§ **WORK TO BE COMPLETED**
Extract and repeat the lines from the listing, starting with the line that contains "[region] light green tree" and going on through the line that contains "[[[256,111],[256,16],[202,30],[185,75],[199,107]]]", both included.

§ **TASK INPUTS**
■ ■ ■ ■ ■ ■ ■
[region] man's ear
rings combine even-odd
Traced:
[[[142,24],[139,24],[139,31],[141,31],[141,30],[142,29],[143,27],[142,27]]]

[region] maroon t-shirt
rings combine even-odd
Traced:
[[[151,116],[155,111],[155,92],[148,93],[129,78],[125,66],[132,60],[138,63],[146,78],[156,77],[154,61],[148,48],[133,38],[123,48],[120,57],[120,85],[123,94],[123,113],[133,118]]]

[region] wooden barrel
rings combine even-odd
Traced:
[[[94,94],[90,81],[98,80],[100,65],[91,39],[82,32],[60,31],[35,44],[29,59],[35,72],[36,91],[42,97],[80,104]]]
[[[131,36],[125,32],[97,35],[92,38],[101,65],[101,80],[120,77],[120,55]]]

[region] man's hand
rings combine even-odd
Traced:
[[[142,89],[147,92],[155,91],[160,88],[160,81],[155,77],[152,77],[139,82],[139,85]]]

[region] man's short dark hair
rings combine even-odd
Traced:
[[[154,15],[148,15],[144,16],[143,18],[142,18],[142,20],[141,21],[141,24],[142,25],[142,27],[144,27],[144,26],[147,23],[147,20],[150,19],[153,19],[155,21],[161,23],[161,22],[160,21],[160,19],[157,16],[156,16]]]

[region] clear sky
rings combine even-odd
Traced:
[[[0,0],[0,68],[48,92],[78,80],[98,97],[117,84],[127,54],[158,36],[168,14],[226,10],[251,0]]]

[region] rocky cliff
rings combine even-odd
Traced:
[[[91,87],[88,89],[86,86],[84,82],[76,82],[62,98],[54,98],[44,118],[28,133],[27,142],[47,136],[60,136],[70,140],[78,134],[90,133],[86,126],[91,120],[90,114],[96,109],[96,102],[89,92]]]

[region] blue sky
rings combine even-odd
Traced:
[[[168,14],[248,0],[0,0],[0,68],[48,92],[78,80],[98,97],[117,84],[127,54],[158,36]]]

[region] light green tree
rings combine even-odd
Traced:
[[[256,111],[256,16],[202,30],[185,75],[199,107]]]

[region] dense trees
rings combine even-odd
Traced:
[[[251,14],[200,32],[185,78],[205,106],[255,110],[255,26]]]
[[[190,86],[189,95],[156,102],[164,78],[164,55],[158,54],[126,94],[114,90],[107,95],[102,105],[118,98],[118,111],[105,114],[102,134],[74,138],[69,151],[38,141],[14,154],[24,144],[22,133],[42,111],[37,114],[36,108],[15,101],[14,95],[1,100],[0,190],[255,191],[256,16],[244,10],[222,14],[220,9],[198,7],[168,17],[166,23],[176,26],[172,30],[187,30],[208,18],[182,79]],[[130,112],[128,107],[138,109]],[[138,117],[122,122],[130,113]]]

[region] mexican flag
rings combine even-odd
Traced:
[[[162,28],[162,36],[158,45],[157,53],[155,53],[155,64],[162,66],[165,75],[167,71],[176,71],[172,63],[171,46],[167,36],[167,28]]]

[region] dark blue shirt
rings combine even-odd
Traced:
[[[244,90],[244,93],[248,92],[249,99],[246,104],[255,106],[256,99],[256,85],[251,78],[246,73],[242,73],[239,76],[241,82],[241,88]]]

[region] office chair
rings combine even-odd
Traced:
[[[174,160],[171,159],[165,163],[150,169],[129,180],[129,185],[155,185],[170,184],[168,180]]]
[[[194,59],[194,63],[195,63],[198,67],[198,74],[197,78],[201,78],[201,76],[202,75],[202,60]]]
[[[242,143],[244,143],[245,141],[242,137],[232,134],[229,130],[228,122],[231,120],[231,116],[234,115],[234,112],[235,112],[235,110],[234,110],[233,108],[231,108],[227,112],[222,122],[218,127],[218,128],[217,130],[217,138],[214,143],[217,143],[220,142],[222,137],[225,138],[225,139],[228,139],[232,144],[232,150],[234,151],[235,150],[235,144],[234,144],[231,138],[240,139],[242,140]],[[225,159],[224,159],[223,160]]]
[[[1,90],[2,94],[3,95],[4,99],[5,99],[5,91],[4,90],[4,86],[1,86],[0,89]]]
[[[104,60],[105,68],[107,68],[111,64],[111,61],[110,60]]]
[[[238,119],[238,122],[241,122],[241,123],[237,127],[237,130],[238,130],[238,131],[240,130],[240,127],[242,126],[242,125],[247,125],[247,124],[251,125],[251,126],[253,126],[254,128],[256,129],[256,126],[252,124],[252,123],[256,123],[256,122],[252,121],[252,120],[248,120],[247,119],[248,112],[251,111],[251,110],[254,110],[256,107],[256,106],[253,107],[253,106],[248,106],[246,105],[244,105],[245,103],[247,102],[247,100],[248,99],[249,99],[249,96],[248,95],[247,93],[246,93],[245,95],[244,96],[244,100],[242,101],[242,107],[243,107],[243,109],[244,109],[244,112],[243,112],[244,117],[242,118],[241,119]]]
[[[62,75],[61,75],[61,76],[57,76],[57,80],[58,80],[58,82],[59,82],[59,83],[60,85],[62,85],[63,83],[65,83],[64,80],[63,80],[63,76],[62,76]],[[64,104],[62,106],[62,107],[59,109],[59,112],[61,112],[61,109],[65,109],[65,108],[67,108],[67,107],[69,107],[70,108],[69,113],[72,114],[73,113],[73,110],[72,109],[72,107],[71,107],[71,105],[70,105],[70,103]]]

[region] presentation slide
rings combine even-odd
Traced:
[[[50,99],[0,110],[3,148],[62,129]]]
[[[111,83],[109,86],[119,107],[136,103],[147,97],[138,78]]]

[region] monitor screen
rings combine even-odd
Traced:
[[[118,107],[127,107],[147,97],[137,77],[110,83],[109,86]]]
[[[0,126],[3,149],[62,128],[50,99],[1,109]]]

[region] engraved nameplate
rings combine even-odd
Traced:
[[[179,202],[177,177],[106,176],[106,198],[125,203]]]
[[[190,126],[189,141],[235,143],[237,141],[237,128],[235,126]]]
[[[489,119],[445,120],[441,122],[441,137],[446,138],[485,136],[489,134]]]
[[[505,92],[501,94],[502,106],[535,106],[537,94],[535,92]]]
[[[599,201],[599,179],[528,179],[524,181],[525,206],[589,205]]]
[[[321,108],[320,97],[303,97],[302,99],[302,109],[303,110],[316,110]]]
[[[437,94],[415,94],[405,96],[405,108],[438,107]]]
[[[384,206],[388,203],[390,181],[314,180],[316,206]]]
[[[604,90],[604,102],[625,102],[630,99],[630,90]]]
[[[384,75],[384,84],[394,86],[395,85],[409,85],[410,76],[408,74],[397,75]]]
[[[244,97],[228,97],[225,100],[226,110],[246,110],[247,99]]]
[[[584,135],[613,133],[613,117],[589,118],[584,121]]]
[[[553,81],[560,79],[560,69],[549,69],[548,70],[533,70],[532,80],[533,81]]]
■ ■ ■ ■ ■ ■ ■
§ **TASK ANSWER**
[region] light green tree
rings combine even-odd
Traced:
[[[256,111],[256,16],[202,30],[185,75],[199,107]]]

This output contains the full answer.